Provided text ::

Exchange Market Pressure in Australia

Introduction

Since the collapse of the Bretton Woods system in the early 1970s, most industrialized economies have moved toward a managed floating exchange rate regime-allowing some exchange rate flexibility, but often intervening in the foreign exchange market to influence the path of the exchange rate. Recent studies have argued that under a managed floating regime, monetary authorities should focus on the pressure on the exchange rate rather than on changes in exchange rates and foreign exchange reserves alone (Tanner, 2001). This has led to the development of a large number of different measures of the magnitude of exchange market pressure (EMP), some based on structural models of the economy (e.g., Weymark, 1995, 1997, 1998; and Spolander, 1999) and some model-independent (e.g., Eichengreen, Rose, and Wyplosz, 1996; and Pentecost, Van-Hooydonk, and Van-Poeck, 2001).

Many of the measures of EMP based on structural models have been generated using a methodology proposed in Weymark (1995, 1998) that stands independently of the structural model employed. This paper provides an application of Weymark's methodology to the Australian case since the float of the Australian dollar using the small open-economy model outlined in Spolander (1999). It also provides an application of the model-independent approach developed by Eichengreen et al. (1996). The resulting EMP indices are then examined to determine if they provide plausible descriptions of the pressure on the Australian dollar during the post-float period. As such, this paper contributes to the EMP literature by examining how well two existing methodologies perform when applied to another situation. The role of foreign exchange intervention by the Reserve Bank of Australia (RBA) is then evaluated by calculating degree of intervention (DI) indices, as described in Weymark (1995, 1998).

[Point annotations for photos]
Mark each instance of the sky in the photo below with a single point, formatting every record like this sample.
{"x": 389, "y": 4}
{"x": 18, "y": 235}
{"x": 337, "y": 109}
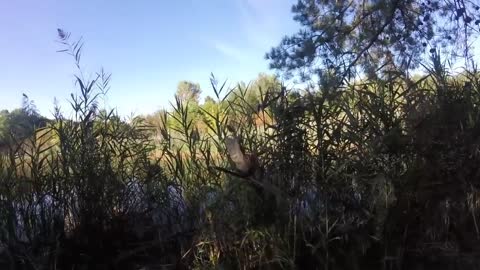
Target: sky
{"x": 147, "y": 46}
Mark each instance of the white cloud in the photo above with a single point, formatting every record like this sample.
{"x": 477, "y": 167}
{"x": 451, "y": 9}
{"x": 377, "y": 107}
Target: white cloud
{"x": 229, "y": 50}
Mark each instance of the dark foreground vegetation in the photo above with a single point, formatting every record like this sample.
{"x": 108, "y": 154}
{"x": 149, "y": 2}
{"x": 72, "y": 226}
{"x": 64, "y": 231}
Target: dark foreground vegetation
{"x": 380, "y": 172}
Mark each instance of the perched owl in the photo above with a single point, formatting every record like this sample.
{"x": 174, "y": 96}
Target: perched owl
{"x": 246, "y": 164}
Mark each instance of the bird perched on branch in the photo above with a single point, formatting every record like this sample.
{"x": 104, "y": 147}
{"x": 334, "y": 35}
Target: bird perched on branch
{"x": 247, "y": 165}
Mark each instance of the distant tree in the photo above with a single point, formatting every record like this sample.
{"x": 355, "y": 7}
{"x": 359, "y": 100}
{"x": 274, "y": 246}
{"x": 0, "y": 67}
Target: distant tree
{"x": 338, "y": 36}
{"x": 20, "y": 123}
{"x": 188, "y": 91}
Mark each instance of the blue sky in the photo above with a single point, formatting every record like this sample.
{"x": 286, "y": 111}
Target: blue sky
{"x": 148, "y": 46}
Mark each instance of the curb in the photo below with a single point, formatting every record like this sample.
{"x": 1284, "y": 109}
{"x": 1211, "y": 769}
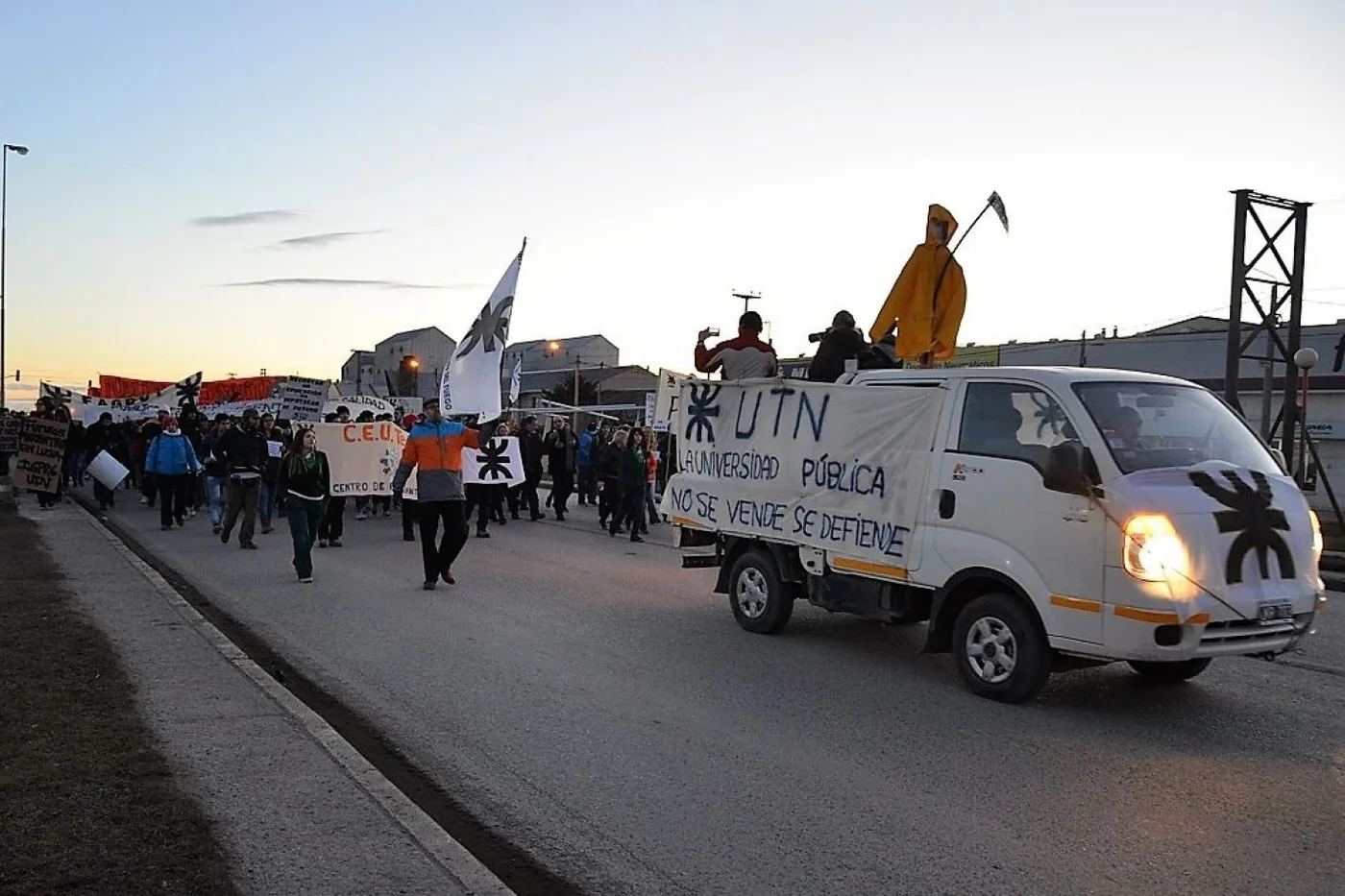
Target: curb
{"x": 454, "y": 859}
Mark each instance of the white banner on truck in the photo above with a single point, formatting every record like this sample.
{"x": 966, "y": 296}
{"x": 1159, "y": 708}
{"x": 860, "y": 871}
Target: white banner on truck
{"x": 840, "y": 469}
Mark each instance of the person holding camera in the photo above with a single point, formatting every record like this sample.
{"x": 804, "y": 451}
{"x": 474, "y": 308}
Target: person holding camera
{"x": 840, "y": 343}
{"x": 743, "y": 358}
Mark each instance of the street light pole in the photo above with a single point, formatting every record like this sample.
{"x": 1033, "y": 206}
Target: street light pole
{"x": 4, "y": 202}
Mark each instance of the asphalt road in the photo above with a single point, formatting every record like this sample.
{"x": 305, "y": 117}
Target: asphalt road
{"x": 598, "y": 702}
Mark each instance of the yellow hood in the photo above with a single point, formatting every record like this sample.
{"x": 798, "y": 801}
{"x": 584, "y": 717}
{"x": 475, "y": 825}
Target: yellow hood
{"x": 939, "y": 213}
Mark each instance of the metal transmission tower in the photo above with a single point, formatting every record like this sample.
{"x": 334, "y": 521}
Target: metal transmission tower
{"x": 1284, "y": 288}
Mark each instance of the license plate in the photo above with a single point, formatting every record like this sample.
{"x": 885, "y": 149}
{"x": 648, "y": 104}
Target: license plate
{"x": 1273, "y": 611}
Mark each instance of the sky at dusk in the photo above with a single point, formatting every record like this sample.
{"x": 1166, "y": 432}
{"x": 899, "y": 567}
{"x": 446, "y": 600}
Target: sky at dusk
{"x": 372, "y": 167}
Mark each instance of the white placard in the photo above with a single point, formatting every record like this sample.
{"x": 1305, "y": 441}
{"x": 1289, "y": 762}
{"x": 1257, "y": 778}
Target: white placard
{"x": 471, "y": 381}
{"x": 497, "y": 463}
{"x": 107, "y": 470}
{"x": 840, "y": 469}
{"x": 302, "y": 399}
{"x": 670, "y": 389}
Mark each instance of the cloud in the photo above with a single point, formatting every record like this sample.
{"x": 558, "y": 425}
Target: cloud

Prompt A :: Rewrite the entries, starting with the line that contains "Mark each instance of the white placard" and going on through the last line of the entries, with "white placard" replaced by "white sign" and everything else left unchanged.
Prompt B :: Carry on the article on exchange market pressure in Australia from the point at which it stops.
The article on exchange market pressure in Australia and the entries are unrelated to each other.

Written answer A ::
Mark each instance of the white sign in the photo above with a single point, formatting every record like this sample.
{"x": 1305, "y": 441}
{"x": 1289, "y": 762}
{"x": 1257, "y": 778}
Target: white sign
{"x": 471, "y": 381}
{"x": 497, "y": 463}
{"x": 107, "y": 470}
{"x": 840, "y": 469}
{"x": 302, "y": 399}
{"x": 670, "y": 389}
Mark each instance of the cloud in the photo above with a single point, formatting every record like this sample.
{"x": 558, "y": 425}
Target: cloud

Written answer B ::
Background

The term exchange market pressure has been widely used in the intervention literature to describe movements in two key external sector variables: holdings of international reserves and the nominal exchange rate. One of the earliest studies to examine EMP by Girton and Roper (GR) (1977) used a monetary model to explain exchange rate movements and defined EMP as the "volume of intervention that is required to achieve any desired exchange rate." Since the development of the Girton and Roper model, many researchers have applied the model to a number of both developed and developing countries.1 Modified versions of the Girton and Roper model also have been applied to various countries. For example, Wohar and Lee (1992) applied a less restrictive version of the Girton and Roper model allowing for deviations from purchasing power parity (PPP) and incorporating foreign disturbances, to the Japanese case. Their results indicated that the less restrictive model performed better. This finding more recently has been supported by Pollard (1999) for Barbados, Guyana, Jamaica, and Trinidad and Tobago. Mah (1998) also highlighted the importance of incorporating dynamic specifications of some of the independent variables in the Girton and Roper model.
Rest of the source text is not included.